▶ [Exercise description]
Rewrite the data below, replacing every "overcast sky" with "cloudy sky" and leaving the rest unchanged. Omit the pictures from your answer.
........
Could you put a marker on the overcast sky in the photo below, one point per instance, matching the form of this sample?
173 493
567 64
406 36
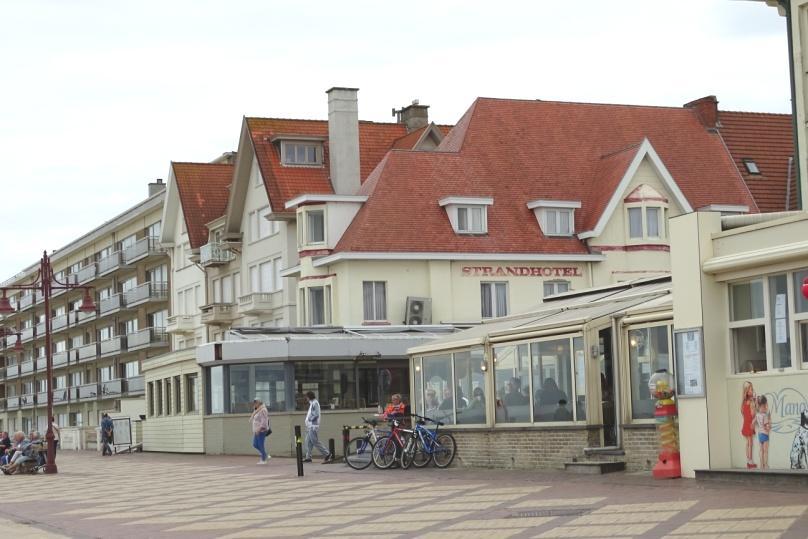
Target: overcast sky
97 97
........
▶ [Task result]
Could you put a marker on the cloudy sky in the photo below, one point per instance, matching the form of this sample?
173 493
567 64
406 36
Target: cloudy sky
97 97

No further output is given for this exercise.